What the exercise asks = Carry on the February plant-of-the-month profile of the 'Chief Joseph' pine below, starting right after its final line about the needles.

Supplied passage =
########
Plant of the Month - February 2023
The original specimen was discovered growing in Eastern Oregon in the Wallowa Mountains. It was named after Chief Joseph who led the Nez Perce Nation in the late 1800s.
Winter days seem long and dreary at the end of January, especially if the snow has melted. This is when evergreens give great interest to the garden, with greens ranging from purplish-black to dark and light greens. Many are in shades of blue or have yellow or white splashes. Pinus contorta var. latifolia ‘Chief Joseph’ is my all time favourite winter tree as the cold turns its green needles to a glowing gold. This is the most eye-catching tree in my February garden.
Pinus 'Chief Joseph' mid January. P. 'Chief Joseph' February.
Common Name: Golden Lodgepole Pine or Beach Pine
Life Cycle: Evergreen dwarf coniferous tree.
Height: to 3 m, spreading to 2 m in 10 years.
Flower: Non-flowering. Cones on a mature specimens.
Leaves: Needles are a greenish yellow in summer, becoming a wonderful golden yellow in the winter cold. They are stiff, 9 cm long, 2 mm wide, with two in each bundle.
########
Dataset excerpt =
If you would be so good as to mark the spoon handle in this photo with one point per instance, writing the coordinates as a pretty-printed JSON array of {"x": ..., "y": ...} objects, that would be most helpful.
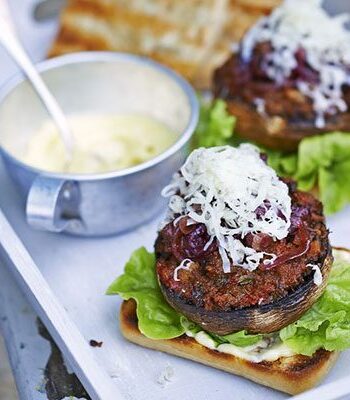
[{"x": 15, "y": 49}]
########
Response to the task =
Pinus 'Chief Joseph' winter needles. Spring needles & candles.
Range: Pinus contorta is native to western North America.
Habitat: Inland mountain forests.
Plant: ‘Chief Joseph’ will grow in a variety of soils, surviving in poor conditions, including city pollution and some drought.
Light: Full sun. It will die in full shade. I planted small specimen under an unwanted evergreen, thinking it would benefit from protection until it became established and the large evergreen was removed. The small 'Chief Joseph' was dying so I pouring water over it, resulting in its quick death.
Soil: Most soils, well drained.
Water: Dry to medium, drought tolerant. Intolerant of waterlogged soils.
USDA Hardiness: Zone 4 - 9
Companion planting: An accent plant. Grow with spring bulbs, rock garden plants.
Pruning: ‘Chief Joseph’ although classified as dwarf, can grow up to 15 cm per year, eventually forming a twisted narrow shape up to 6 m high and 180 cm wide. This is too big for my rock garden. I pinch back the candles by 2/3 in the spring when still soft and remove some branches to maintain an open shape.
Propagation: Try grafting a green needled cutting on Pinus contorta rootstock.
Problems: Do not plant in the shade. No major problems.
Alternative plants: Pinus mugo ‘Ophir’ or ‘Carstens’ are both yellow.
Missouri Botanical Garden Plant Finder
Text and images supplied by Anna Leggatt (Toronto Master Gardener)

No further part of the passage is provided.